• [Problem]: Scan the records for the word "window". Copy each line that includes it.

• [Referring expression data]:
....
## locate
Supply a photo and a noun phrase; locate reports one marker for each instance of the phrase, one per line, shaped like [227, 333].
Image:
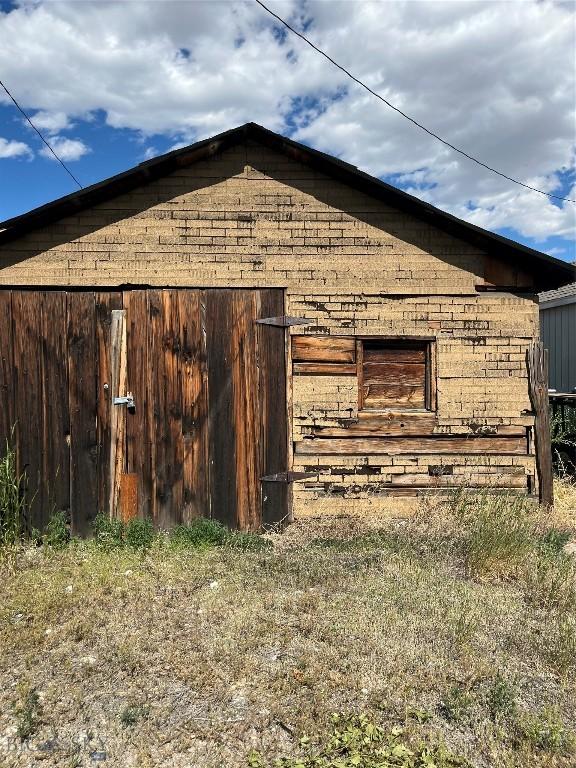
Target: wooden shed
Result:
[246, 329]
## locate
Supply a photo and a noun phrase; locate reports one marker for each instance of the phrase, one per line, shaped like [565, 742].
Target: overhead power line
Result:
[62, 163]
[400, 112]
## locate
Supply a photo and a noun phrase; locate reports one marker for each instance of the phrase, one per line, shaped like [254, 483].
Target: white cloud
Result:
[66, 149]
[12, 149]
[495, 78]
[51, 122]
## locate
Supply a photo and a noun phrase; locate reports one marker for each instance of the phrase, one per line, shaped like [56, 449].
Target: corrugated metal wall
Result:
[558, 331]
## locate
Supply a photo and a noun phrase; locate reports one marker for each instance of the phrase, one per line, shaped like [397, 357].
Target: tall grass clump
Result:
[12, 499]
[200, 533]
[499, 531]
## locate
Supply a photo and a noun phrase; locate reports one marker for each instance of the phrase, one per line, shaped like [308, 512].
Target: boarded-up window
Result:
[395, 374]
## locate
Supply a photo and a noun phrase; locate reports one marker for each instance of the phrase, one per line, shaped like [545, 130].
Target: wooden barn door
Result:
[209, 416]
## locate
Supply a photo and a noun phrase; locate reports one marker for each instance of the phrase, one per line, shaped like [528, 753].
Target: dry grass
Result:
[181, 658]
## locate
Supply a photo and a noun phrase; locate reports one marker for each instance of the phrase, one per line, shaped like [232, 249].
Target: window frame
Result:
[430, 384]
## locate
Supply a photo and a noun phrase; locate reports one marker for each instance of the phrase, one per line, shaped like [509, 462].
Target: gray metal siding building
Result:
[558, 331]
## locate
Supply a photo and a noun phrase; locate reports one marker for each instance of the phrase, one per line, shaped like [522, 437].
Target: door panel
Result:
[27, 382]
[194, 378]
[273, 437]
[210, 392]
[105, 303]
[82, 388]
[55, 412]
[139, 435]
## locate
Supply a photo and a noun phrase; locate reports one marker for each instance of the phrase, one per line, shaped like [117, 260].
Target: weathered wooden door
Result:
[209, 389]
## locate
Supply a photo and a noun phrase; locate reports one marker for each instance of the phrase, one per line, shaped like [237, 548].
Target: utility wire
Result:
[400, 112]
[68, 171]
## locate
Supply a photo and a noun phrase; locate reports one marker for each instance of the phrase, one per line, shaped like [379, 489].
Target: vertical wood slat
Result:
[246, 408]
[537, 363]
[166, 403]
[138, 436]
[104, 304]
[117, 464]
[55, 416]
[172, 497]
[194, 378]
[28, 410]
[7, 416]
[128, 496]
[273, 425]
[82, 383]
[222, 448]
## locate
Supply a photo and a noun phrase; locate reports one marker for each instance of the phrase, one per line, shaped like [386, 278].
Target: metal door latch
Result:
[127, 400]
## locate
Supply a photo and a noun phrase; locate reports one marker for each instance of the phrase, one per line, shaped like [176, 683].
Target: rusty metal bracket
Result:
[284, 321]
[288, 477]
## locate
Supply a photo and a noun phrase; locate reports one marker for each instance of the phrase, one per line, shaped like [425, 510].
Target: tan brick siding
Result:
[253, 218]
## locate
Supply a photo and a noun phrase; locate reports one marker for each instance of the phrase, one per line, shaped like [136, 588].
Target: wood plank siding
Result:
[209, 389]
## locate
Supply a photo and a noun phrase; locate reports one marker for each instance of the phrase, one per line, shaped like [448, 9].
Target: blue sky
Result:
....
• [Solved exercise]:
Target: boarded-up window
Target: window frame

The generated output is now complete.